___ SUPPLIED MATERIAL ___

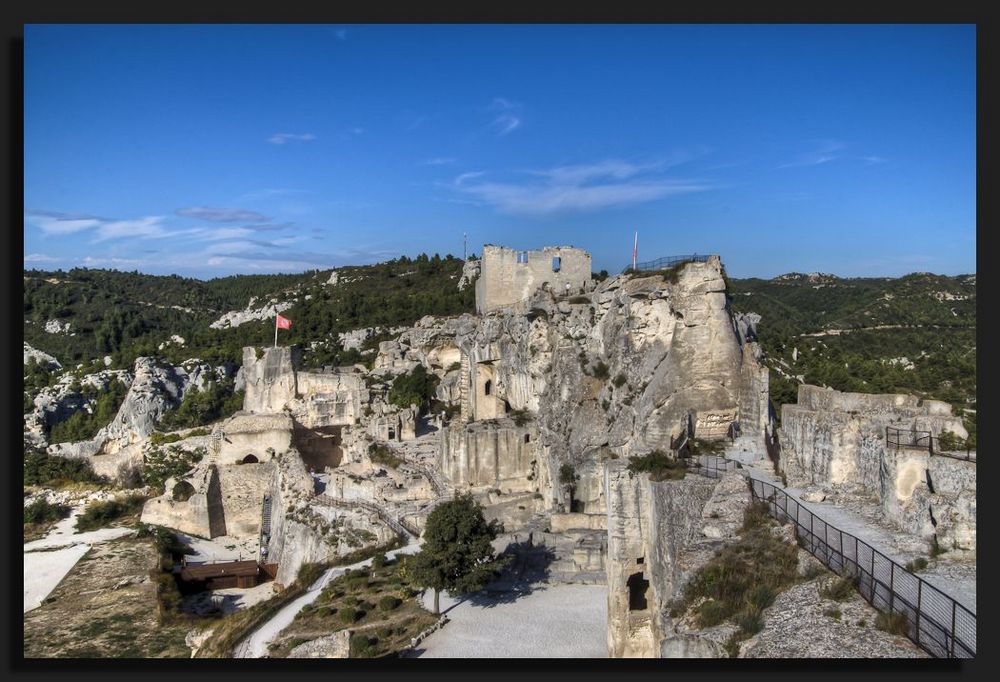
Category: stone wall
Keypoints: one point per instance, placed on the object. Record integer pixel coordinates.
(839, 439)
(490, 454)
(259, 435)
(503, 281)
(270, 382)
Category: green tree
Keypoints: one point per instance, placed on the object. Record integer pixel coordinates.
(457, 553)
(568, 478)
(414, 388)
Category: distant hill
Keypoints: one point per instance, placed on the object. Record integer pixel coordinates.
(126, 315)
(913, 334)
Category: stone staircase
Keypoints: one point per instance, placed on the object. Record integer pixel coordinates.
(463, 389)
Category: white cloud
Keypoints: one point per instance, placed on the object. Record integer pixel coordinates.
(282, 138)
(581, 187)
(824, 153)
(222, 215)
(150, 226)
(54, 222)
(40, 258)
(508, 118)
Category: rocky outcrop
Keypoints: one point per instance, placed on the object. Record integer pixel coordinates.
(624, 368)
(237, 317)
(658, 535)
(40, 357)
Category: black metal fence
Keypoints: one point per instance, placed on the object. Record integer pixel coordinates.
(934, 621)
(924, 440)
(665, 263)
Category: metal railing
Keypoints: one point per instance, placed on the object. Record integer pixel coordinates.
(934, 621)
(924, 440)
(712, 466)
(665, 263)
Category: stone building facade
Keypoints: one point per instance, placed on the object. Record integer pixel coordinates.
(508, 276)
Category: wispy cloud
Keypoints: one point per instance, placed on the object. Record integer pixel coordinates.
(150, 226)
(40, 258)
(282, 138)
(269, 193)
(222, 215)
(55, 222)
(580, 187)
(439, 161)
(507, 116)
(825, 151)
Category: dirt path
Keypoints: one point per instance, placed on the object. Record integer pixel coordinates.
(47, 561)
(255, 646)
(551, 621)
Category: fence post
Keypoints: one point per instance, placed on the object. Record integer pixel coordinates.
(954, 606)
(892, 588)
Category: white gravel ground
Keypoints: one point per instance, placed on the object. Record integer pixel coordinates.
(553, 621)
(47, 561)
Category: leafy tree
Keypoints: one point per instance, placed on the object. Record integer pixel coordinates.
(457, 553)
(415, 388)
(568, 478)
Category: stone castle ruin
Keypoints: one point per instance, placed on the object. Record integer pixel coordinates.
(510, 277)
(556, 372)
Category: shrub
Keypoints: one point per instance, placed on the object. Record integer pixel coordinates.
(362, 646)
(601, 370)
(388, 603)
(43, 469)
(41, 511)
(841, 589)
(744, 577)
(893, 623)
(711, 612)
(100, 514)
(659, 466)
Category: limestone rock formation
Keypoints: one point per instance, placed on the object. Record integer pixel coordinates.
(41, 358)
(843, 440)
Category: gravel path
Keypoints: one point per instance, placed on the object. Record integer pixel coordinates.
(552, 621)
(255, 646)
(47, 561)
(904, 584)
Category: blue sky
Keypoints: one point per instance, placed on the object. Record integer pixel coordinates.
(212, 150)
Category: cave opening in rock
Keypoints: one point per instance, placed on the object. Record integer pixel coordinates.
(637, 587)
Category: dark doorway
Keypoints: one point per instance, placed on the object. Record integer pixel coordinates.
(637, 586)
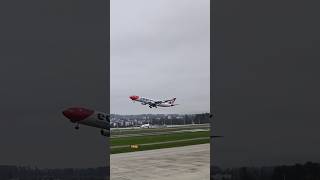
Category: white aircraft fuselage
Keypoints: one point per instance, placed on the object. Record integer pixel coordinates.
(154, 103)
(79, 115)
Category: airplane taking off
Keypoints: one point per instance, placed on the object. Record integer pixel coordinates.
(145, 126)
(79, 115)
(154, 103)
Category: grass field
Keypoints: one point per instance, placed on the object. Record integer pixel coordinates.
(122, 144)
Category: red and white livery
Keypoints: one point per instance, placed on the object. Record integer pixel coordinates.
(154, 103)
(80, 115)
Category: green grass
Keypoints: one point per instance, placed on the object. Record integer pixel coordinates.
(163, 139)
(146, 130)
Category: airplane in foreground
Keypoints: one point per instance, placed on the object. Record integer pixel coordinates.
(80, 115)
(154, 103)
(145, 126)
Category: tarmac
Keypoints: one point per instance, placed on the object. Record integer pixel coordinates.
(179, 163)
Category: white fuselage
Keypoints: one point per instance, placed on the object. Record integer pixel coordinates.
(153, 103)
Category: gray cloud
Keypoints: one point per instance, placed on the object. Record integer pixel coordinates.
(160, 49)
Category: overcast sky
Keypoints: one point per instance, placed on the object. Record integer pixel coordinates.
(53, 56)
(267, 82)
(160, 49)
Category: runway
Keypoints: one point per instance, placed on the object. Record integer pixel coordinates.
(179, 163)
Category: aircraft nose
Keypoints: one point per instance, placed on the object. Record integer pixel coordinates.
(134, 97)
(77, 114)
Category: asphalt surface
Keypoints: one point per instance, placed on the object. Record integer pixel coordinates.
(179, 163)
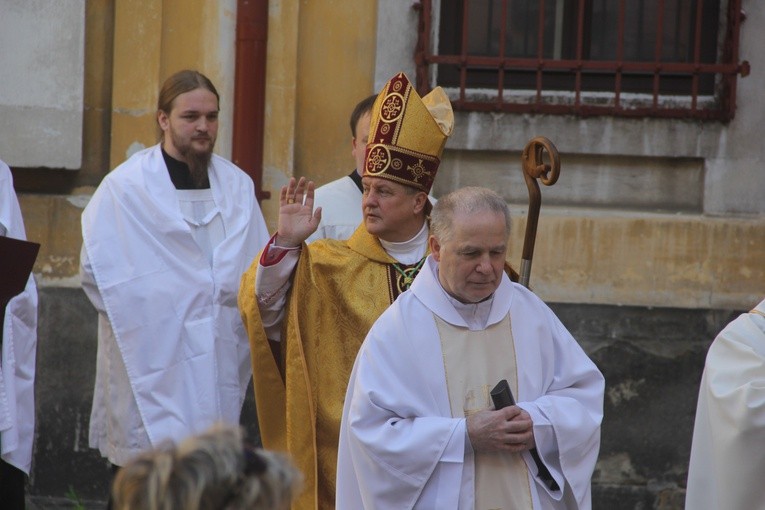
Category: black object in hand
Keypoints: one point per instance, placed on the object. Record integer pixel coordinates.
(503, 397)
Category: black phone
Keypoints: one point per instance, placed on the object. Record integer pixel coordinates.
(501, 395)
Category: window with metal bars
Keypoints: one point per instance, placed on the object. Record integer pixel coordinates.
(641, 58)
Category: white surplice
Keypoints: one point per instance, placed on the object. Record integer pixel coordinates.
(728, 450)
(173, 354)
(399, 445)
(17, 367)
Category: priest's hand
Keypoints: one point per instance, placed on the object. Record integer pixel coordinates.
(509, 429)
(297, 219)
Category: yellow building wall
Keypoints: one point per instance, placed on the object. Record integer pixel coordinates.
(320, 62)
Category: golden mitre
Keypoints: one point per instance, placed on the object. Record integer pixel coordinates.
(407, 134)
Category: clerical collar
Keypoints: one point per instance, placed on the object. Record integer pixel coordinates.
(411, 251)
(179, 172)
(475, 315)
(356, 178)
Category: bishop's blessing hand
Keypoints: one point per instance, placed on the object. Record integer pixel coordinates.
(297, 219)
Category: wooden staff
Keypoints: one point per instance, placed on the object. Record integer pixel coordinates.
(535, 167)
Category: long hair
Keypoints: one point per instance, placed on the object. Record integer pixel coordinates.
(180, 83)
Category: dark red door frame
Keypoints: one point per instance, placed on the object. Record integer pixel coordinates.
(250, 90)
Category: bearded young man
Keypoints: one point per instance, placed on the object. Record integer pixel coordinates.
(166, 238)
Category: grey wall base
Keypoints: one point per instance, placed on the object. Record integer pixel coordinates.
(652, 360)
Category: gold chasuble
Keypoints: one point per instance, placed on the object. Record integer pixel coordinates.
(339, 289)
(474, 362)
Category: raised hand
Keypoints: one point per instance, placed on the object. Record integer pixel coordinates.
(297, 219)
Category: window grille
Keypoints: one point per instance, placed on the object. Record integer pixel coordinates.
(629, 58)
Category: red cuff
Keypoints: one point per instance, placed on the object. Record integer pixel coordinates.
(266, 260)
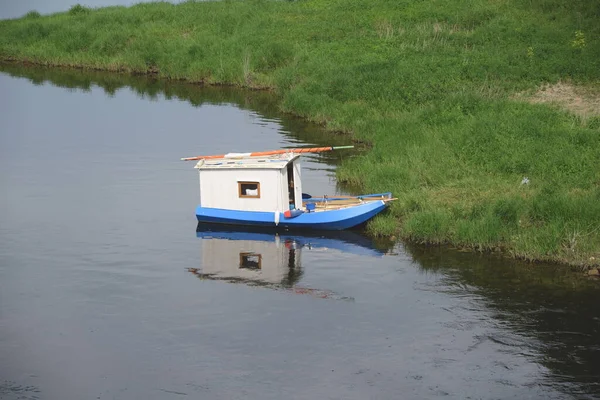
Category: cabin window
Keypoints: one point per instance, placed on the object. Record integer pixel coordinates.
(249, 189)
(250, 261)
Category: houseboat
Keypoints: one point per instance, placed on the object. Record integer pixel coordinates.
(264, 189)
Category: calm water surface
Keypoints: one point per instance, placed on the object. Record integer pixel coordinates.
(109, 289)
(18, 8)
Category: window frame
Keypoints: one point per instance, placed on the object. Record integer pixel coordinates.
(248, 196)
(245, 255)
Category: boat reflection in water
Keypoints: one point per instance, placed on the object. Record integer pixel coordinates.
(271, 259)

___

GIVEN REQUEST>
Reproduce the entries above word for word. Pictures stay out.

CORRECT OUTPUT>
Category: stone wall
Keypoints: one point per instance, placed on the object. Record integer pixel coordinates.
(839, 439)
(490, 454)
(259, 435)
(503, 281)
(270, 382)
Category: green tree
Keypoints: one point per instance, placed on the object. Record integer pixel coordinates.
(457, 553)
(568, 478)
(414, 388)
Category: distant hill
Keypoints: one point per instance, placed on the object. Record integer pixel coordinates.
(126, 315)
(913, 334)
Category: stone staircase
Keypoints: one point per instance, placed on the object. Record integer pixel coordinates.
(463, 389)
Category: white cloud
Keypoints: one point per instance, placed on the object. Record integer pixel coordinates.
(282, 138)
(581, 187)
(824, 153)
(222, 215)
(150, 226)
(54, 222)
(40, 258)
(508, 118)
Category: rocky outcrop
Keypoints: one point per instance, placed on the object. Record integer pixel coordinates.
(624, 368)
(237, 317)
(658, 535)
(40, 357)
Category: black metal fence
Keypoints: one point per instance, placed on the object. Record integer pixel coordinates.
(934, 621)
(924, 440)
(665, 263)
Category: metal railing
Keypoints: one point per instance, placed on the object. Record integer pixel coordinates.
(934, 621)
(924, 440)
(712, 466)
(665, 263)
Category: stone building facade
Keypoints: one point per instance, placed on the object. Record integer pixel coordinates.
(508, 276)
Category: wispy cloud
Keypoints: one point per instance, placed on the object. Record integer pixel coordinates.
(150, 226)
(40, 258)
(282, 138)
(269, 193)
(222, 215)
(55, 222)
(580, 187)
(439, 161)
(507, 116)
(825, 151)
Category: dirt path
Keypoints: one point per instance, placed on the object. Record integer pixel coordinates.
(47, 561)
(255, 646)
(551, 621)
Category: fence post
Keypoints: one point per instance, placed on the object. Record integer pixel coordinates.
(954, 606)
(892, 588)
Category: white gravel ground
Keypoints: one point per instance, placed on the object. Record integer pixel coordinates.
(553, 621)
(47, 561)
Category: leafy tree
Keypoints: one point per instance, placed on the object. Record integer pixel coordinates.
(457, 553)
(415, 388)
(568, 478)
Category: stone castle ruin
Keypoints: one point per instance, placed on the object. Record integer pixel coordinates.
(510, 277)
(556, 372)
Category: shrub
Keypoints: one point per instance, placed on the object. Record integer pixel coordinates.
(362, 646)
(601, 370)
(388, 603)
(43, 469)
(41, 511)
(841, 589)
(744, 577)
(893, 623)
(711, 612)
(100, 514)
(659, 466)
Category: limestone rock formation
Keypoints: one point per instance, placed on the object. Record integer pixel coordinates.
(41, 358)
(843, 440)
Category: gravel path
Keypoints: one point per instance, placed on the object. Record integer pixel coordinates.
(552, 621)
(255, 646)
(47, 561)
(904, 584)
Category: blue sky
Keypoints: one point per instance, placed on the object. Record integer pixel coordinates.
(212, 150)
Category: cave opening in rock
Keypoints: one point per instance, placed on the object. Record integer pixel coordinates.
(637, 587)
Category: dark doorway
Keypoints: one point per instance, placed on the object. Record integer pixel coordinates.
(637, 586)
Category: white aircraft fuselage
Keypoints: one point per instance, placed on the object. Record integer pixel coordinates.
(154, 103)
(79, 115)
Category: airplane taking off
Keypoints: one point per instance, placed on the object. Record integer pixel coordinates.
(145, 126)
(79, 115)
(154, 103)
Category: grass field
Keypoints: one point per instance, placed on the object. Record integer pixel coordinates.
(122, 144)
Category: red and white livery
Keypoints: one point per instance, placed on the object. Record integer pixel coordinates.
(154, 103)
(80, 115)
Category: green grass
Keypoints: one point per instance, placed on the object. Record integer pixel coordinates.
(163, 139)
(146, 130)
Category: airplane in foreground
Keypoints: one point per instance, placed on the object. Record integer pixel coordinates.
(80, 115)
(154, 103)
(145, 126)
Category: tarmac
Keypoints: one point per instance, placed on the object. Record integer pixel coordinates.
(179, 163)
Category: white fuselage
Keypoints: one point per instance, placed on the object. Record integer pixel coordinates.
(153, 103)
Category: gray cloud
Keypoints: one point per instance, placed on the object. Record integer pixel coordinates.
(160, 49)
Category: overcast sky
Keypoints: one point per instance, placed on the object. Record integer pixel coordinates.
(53, 56)
(267, 82)
(160, 49)
Category: runway
Keypoints: one point per instance, placed on the object. Record integer pixel coordinates.
(179, 163)
Category: aircraft nose
Keypoints: one point per instance, placed on the object. Record integer pixel coordinates.
(134, 97)
(77, 114)
Category: asphalt surface
Keypoints: one point per instance, placed on the object. Record integer pixel coordinates.
(179, 163)
Category: black object in hand
Keypoints: one point per instance, placed on the object. Record integer pixel coordinates.
(503, 397)
Category: black phone
Keypoints: one point per instance, placed on the object. Record integer pixel coordinates.
(501, 395)
Category: window with metal bars
Keypoints: one point per instance, placed on the object. Record integer pixel coordinates.
(641, 58)
Category: white surplice
Keypoints: one point per instance, placed on the object. Record integer pixel coordinates.
(728, 450)
(173, 354)
(399, 445)
(17, 367)
Category: priest's hand
Keypoints: one point per instance, placed on the object. Record integer pixel coordinates.
(509, 429)
(297, 219)
Category: yellow building wall
Keypoints: one point per instance, placed on the object. Record integer pixel coordinates.
(320, 62)
Category: golden mitre
Keypoints: one point per instance, placed on the object. Record integer pixel coordinates.
(407, 134)
Category: clerical collar
Keypoints: one point per instance, placed on the object. Record integer pixel coordinates.
(411, 251)
(179, 172)
(475, 315)
(356, 178)
Category: bishop's blessing hand
Keypoints: one point per instance, placed on the object. Record integer pixel coordinates.
(297, 219)
Category: wooden staff
Keypoints: one point per instance, placed on the object. Record integer pixel coordinates.
(535, 167)
Category: long hair
Keypoints: one point per instance, placed on the object. Record integer pixel coordinates.
(180, 83)
Category: dark red door frame
Keypoints: one point per instance, placed on the object. Record integer pixel coordinates.
(250, 90)
Category: bearded young man
Keypoints: one point per instance, placed on the object. Record integer pixel coordinates.
(166, 238)
Category: grey wall base
Keypoints: one point per instance, placed on the object. Record integer pixel coordinates.
(652, 360)
Category: gold chasuble
Keypoints: one point per instance, placed on the object. Record integer pixel coordinates.
(339, 289)
(474, 362)
Category: raised hand
Keypoints: one point per instance, placed on the object. Record integer pixel coordinates.
(297, 219)
Category: window grille
Keypoints: one point per instance, placed on the object. Record integer pixel coordinates.
(629, 58)
Category: red cuff
Keypoints: one point per instance, placed on the object. Record integer pixel coordinates.
(266, 260)
Category: cabin window
Keypoints: one point per instance, placed on the object. Record integer pixel coordinates.
(249, 189)
(250, 261)
Category: houseboat
Keypoints: one point per instance, placed on the object. Record integer pixel coordinates.
(264, 189)
Category: calm water surface
Keypoints: one point per instance, placed on the object. Record integer pixel coordinates.
(109, 289)
(18, 8)
Category: window frame
Keypoints: one point per instance, placed on the object. Record integer pixel coordinates.
(248, 196)
(245, 255)
Category: boat reflection in water
Keypoints: one point per instance, placed on the object. Record integer pixel coordinates.
(271, 259)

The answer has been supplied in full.